### [REQUIRED TASK]
Write the data out again in full, with no departure from the original.

Excerpt from a dataset:
•••••

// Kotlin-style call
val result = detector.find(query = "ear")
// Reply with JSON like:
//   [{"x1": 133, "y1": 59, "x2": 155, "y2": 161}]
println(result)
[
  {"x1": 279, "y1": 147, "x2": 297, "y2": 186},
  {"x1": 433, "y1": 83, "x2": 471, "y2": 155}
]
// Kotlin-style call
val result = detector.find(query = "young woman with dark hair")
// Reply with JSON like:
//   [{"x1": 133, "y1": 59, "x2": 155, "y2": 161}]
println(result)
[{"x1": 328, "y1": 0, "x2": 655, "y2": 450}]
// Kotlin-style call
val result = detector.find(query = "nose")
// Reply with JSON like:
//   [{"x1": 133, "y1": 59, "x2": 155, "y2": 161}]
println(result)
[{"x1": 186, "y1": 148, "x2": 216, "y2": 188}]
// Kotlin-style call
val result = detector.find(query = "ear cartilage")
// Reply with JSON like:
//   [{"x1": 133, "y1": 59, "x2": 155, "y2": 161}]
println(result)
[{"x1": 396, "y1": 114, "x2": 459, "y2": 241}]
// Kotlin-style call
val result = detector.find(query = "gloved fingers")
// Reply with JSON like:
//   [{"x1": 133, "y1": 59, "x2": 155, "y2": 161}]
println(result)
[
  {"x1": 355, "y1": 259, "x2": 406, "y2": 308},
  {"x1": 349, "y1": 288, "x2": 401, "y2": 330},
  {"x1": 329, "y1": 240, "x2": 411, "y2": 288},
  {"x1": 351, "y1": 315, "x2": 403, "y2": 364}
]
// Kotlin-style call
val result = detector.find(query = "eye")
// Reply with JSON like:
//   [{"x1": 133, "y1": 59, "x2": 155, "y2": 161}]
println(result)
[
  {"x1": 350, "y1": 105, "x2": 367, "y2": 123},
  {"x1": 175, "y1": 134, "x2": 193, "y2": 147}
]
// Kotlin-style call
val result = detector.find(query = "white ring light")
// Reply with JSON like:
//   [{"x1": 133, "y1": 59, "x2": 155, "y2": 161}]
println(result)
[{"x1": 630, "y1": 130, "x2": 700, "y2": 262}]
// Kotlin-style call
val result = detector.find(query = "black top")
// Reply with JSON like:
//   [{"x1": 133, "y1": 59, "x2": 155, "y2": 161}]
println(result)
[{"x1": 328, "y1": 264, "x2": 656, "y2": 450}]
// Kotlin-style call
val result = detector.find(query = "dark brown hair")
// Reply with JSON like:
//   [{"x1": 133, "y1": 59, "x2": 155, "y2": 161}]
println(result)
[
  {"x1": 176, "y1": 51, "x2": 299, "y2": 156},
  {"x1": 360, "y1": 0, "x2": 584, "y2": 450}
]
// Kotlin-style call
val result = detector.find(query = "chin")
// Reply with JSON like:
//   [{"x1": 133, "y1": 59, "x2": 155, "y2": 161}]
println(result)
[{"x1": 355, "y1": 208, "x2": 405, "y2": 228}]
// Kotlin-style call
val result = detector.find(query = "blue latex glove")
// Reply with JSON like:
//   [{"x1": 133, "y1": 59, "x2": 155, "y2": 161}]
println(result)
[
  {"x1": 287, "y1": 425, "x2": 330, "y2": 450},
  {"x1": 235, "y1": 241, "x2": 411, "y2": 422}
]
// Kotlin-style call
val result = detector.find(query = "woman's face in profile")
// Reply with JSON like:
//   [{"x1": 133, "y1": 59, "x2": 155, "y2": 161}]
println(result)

•••••

### [EXPECTED ANSWER]
// Kotlin-style call
val result = detector.find(query = "ear")
// Reply with JSON like:
//   [{"x1": 133, "y1": 59, "x2": 155, "y2": 161}]
println(result)
[
  {"x1": 279, "y1": 147, "x2": 297, "y2": 186},
  {"x1": 433, "y1": 83, "x2": 471, "y2": 155}
]
// Kotlin-style call
val result = detector.find(query = "young woman with dark hair")
// Reply with JSON like:
//   [{"x1": 133, "y1": 59, "x2": 155, "y2": 161}]
println(result)
[{"x1": 328, "y1": 0, "x2": 655, "y2": 450}]
// Kotlin-style call
val result = detector.find(query = "nose")
// Reply with JSON like:
//   [{"x1": 133, "y1": 59, "x2": 155, "y2": 161}]
println(result)
[{"x1": 186, "y1": 148, "x2": 216, "y2": 188}]
// Kotlin-style call
val result = detector.find(query = "ear cartilage")
// Reply with JSON like:
//   [{"x1": 133, "y1": 59, "x2": 155, "y2": 161}]
println(result)
[{"x1": 396, "y1": 114, "x2": 459, "y2": 241}]
// Kotlin-style call
val result = detector.find(query = "gloved fingers")
// Reply with JSON like:
//   [{"x1": 133, "y1": 59, "x2": 155, "y2": 161}]
println(result)
[
  {"x1": 355, "y1": 259, "x2": 406, "y2": 308},
  {"x1": 349, "y1": 288, "x2": 401, "y2": 330},
  {"x1": 329, "y1": 240, "x2": 411, "y2": 288},
  {"x1": 351, "y1": 315, "x2": 403, "y2": 364}
]
// Kotlin-style call
val result = detector.find(query = "eye")
// Reply with JSON like:
//   [{"x1": 133, "y1": 59, "x2": 155, "y2": 161}]
println(result)
[
  {"x1": 350, "y1": 105, "x2": 367, "y2": 123},
  {"x1": 175, "y1": 134, "x2": 193, "y2": 147}
]
// Kotlin-style call
val result = detector.find(query = "white ring light")
// Reply with JSON like:
//   [{"x1": 133, "y1": 59, "x2": 155, "y2": 161}]
println(result)
[{"x1": 630, "y1": 130, "x2": 700, "y2": 262}]
// Kotlin-style call
val result = detector.find(query = "black top")
// Reply with JSON like:
//   [{"x1": 133, "y1": 59, "x2": 155, "y2": 161}]
println(result)
[{"x1": 328, "y1": 264, "x2": 656, "y2": 450}]
// Kotlin-style call
val result = detector.find(query = "dark brown hair")
// Reply with JSON like:
//   [{"x1": 133, "y1": 59, "x2": 155, "y2": 161}]
println(result)
[
  {"x1": 176, "y1": 51, "x2": 299, "y2": 156},
  {"x1": 360, "y1": 0, "x2": 584, "y2": 450}
]
// Kotlin-style call
val result = detector.find(query = "chin")
// Reply with JSON like:
//   [{"x1": 133, "y1": 59, "x2": 155, "y2": 161}]
println(result)
[{"x1": 355, "y1": 208, "x2": 405, "y2": 228}]
// Kotlin-style call
val result = detector.find(query = "blue latex glove")
// Reply with JSON like:
//   [{"x1": 133, "y1": 59, "x2": 155, "y2": 161}]
println(result)
[
  {"x1": 287, "y1": 425, "x2": 330, "y2": 450},
  {"x1": 235, "y1": 241, "x2": 411, "y2": 422}
]
// Kotlin-style call
val result = detector.find(query = "woman's face in profile")
// Reply with JSON like:
//   [{"x1": 133, "y1": 59, "x2": 155, "y2": 161}]
println(result)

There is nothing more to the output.